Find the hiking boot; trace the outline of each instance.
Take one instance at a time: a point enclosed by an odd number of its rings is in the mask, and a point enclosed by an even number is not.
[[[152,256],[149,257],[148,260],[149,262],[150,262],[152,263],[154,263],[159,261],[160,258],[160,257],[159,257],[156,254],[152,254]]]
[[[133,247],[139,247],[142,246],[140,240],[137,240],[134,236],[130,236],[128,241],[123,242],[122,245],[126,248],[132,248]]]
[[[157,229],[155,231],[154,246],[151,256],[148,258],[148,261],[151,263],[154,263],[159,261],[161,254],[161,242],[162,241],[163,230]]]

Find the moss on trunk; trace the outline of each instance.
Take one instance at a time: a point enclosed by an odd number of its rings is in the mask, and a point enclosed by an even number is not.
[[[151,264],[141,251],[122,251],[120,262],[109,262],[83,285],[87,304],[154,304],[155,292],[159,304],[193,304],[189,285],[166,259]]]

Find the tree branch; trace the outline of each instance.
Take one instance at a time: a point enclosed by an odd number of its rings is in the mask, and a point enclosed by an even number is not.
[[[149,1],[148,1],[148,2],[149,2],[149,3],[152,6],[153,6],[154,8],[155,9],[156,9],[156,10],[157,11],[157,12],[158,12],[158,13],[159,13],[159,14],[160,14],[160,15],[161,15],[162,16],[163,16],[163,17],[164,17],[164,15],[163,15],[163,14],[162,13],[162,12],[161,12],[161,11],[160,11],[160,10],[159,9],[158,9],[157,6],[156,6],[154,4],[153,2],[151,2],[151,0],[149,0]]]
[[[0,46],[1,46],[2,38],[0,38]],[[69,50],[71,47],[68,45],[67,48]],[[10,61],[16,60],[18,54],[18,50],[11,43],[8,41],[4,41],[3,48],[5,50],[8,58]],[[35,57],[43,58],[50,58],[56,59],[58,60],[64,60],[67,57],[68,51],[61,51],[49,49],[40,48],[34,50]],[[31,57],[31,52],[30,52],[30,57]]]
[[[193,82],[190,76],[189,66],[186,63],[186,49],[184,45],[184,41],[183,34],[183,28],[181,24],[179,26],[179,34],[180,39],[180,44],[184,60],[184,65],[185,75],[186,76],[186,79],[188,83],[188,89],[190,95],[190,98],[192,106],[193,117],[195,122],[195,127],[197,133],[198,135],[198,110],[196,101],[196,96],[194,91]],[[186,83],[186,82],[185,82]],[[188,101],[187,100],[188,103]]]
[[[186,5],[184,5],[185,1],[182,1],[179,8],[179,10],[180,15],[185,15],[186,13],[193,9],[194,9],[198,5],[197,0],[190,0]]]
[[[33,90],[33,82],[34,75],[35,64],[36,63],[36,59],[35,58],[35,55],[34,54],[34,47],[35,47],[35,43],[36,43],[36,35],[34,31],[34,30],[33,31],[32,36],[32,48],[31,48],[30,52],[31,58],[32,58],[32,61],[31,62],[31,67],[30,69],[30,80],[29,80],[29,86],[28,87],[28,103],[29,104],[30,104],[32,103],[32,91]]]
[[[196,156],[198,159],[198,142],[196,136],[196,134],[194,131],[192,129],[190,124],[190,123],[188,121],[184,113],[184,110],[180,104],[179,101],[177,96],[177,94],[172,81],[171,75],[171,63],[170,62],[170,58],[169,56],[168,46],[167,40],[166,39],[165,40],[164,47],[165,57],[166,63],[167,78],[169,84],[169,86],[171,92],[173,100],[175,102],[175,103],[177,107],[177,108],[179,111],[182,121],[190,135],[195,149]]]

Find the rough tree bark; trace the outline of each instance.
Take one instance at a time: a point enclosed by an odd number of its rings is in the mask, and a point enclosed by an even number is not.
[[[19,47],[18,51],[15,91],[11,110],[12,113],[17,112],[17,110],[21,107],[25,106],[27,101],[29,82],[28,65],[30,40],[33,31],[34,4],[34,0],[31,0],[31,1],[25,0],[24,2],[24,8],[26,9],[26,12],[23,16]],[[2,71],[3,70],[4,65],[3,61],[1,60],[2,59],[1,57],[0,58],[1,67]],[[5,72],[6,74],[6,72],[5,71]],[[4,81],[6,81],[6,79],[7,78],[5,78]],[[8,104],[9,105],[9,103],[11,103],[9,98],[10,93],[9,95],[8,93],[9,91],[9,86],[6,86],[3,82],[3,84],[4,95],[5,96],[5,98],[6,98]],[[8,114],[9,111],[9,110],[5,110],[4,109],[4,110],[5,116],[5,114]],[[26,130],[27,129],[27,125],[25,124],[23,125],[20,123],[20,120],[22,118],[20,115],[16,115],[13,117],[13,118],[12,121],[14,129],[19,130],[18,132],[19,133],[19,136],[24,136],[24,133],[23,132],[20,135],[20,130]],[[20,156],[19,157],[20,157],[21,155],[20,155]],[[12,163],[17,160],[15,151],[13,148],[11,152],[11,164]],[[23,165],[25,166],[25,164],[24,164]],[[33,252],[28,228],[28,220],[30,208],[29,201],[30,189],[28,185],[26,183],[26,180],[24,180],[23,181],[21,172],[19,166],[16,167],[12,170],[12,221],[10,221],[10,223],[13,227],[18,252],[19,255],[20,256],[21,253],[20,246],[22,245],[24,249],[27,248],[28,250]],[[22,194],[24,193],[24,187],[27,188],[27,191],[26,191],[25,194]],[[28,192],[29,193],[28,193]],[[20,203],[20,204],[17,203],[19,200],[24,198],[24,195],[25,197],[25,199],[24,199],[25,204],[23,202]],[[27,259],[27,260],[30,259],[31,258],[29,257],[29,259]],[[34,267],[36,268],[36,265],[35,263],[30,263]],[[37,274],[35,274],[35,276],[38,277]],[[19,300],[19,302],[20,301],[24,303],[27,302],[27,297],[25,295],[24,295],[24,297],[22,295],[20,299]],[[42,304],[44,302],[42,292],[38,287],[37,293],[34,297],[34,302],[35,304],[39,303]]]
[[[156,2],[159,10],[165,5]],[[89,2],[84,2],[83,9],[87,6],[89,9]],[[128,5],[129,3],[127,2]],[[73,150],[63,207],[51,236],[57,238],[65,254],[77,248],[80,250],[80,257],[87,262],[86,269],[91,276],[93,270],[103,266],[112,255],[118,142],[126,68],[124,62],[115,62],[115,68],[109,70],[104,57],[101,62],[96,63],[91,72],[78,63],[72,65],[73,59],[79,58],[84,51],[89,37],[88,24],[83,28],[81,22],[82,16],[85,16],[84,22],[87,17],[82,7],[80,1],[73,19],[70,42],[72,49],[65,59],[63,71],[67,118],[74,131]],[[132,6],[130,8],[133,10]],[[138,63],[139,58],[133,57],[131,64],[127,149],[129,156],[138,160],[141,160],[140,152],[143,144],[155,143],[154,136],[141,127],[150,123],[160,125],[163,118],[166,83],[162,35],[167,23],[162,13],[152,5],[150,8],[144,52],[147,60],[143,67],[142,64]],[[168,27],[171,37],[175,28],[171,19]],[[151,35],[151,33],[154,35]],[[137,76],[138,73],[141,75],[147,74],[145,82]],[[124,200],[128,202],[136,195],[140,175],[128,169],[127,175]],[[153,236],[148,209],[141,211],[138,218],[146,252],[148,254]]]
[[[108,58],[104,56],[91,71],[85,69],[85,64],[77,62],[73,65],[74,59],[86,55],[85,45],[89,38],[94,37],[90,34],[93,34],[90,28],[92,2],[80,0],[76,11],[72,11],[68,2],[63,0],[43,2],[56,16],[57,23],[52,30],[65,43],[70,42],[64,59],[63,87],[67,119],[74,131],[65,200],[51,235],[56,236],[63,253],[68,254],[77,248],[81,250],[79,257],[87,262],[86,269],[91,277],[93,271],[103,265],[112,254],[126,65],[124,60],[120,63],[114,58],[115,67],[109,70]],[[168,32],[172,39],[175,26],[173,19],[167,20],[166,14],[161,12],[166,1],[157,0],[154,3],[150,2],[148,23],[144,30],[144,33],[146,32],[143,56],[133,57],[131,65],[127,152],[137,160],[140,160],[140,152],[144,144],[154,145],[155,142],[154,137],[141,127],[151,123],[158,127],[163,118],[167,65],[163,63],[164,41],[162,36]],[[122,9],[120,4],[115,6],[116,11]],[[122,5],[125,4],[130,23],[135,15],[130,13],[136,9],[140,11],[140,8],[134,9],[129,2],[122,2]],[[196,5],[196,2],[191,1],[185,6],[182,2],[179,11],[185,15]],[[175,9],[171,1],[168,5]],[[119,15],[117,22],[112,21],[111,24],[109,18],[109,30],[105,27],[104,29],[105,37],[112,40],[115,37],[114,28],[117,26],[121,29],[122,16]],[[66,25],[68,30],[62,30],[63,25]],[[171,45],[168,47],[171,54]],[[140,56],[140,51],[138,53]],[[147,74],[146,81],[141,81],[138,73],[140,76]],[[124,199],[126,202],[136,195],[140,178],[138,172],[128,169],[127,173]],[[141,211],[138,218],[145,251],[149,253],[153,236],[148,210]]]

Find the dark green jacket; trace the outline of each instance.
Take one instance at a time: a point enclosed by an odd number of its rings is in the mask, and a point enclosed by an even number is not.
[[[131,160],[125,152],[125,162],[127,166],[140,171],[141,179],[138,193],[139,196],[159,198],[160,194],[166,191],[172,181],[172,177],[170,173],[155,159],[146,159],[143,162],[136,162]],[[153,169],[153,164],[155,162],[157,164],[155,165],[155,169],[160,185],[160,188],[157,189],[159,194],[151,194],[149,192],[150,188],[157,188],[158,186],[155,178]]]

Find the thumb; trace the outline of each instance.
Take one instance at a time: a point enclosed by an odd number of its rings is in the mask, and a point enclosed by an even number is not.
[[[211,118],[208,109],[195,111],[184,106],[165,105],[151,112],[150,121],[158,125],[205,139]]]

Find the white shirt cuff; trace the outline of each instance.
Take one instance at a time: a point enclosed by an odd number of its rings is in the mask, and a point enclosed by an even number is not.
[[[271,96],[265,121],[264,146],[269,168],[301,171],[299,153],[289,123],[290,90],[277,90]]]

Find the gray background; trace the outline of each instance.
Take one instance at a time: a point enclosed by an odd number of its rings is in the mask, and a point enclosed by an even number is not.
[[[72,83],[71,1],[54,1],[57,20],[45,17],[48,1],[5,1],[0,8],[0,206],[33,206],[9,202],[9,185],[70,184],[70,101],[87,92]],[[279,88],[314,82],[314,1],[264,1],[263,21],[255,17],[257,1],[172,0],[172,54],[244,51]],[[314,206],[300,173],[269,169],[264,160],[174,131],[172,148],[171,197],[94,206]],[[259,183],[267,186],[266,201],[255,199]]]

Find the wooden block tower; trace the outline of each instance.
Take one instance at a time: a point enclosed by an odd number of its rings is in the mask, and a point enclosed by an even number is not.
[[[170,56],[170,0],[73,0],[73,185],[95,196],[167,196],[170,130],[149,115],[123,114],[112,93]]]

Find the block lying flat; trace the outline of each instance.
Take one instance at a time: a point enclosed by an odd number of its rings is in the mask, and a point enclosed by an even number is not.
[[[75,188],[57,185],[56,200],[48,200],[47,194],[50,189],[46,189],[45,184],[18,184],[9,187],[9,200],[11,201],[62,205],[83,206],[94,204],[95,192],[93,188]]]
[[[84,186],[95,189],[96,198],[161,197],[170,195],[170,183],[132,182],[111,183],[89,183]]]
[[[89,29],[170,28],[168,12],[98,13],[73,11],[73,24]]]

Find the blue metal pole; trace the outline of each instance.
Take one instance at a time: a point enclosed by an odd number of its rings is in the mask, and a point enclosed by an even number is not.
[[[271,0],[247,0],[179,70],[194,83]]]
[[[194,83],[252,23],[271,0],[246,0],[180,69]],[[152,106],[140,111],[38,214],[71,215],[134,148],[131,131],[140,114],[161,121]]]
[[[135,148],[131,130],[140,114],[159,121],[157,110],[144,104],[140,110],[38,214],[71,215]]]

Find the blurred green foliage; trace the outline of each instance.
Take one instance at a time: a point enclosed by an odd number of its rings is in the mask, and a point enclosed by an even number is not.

★ ★ ★ ★ ★ ★ ★

Task instructions |
Give back the lines of the listing from the one with "Find the wooden" through the end, both included, exactly as written and with nothing added.

Written answer |
Find the wooden block tower; trace the outline of each instance.
Take one instance at a time: a point enclosed by an odd number of its rings is in the mask, and a point enclosed by an even number is not.
[[[170,56],[170,0],[73,0],[73,185],[95,196],[167,196],[170,130],[149,115],[123,114],[112,93]]]

Find the block lying flat; trace the outline of each instance.
Take one instance at a time: a point enclosed by an odd number of its rings is in the mask, and a point enclosed by an even number is not.
[[[75,188],[57,185],[56,200],[48,200],[47,194],[50,189],[46,189],[45,184],[18,184],[9,187],[9,200],[11,201],[62,205],[83,206],[94,204],[95,192],[93,188]]]
[[[84,186],[95,189],[96,198],[161,197],[170,195],[170,183],[132,182],[111,183],[89,183]]]
[[[89,29],[170,28],[168,12],[98,13],[73,11],[73,24]]]

Find the blue metal pole; trace the outline of each instance.
Take one instance at a time: a point enclosed by an odd number of its rings is in the mask, and a point enclosed by an even number is not.
[[[271,0],[247,0],[179,70],[194,83]]]
[[[194,83],[252,23],[271,0],[246,0],[180,69]],[[152,106],[140,111],[38,214],[71,215],[134,148],[131,131],[140,114],[161,121]]]
[[[135,148],[131,130],[140,114],[159,121],[157,110],[144,104],[140,110],[38,214],[71,215]]]

Find the blurred green foliage; trace the outline of each instance.
Take one instance at a time: a point enclosed by an odd number of its rings is in the mask, and a point enclosed by an even number is not.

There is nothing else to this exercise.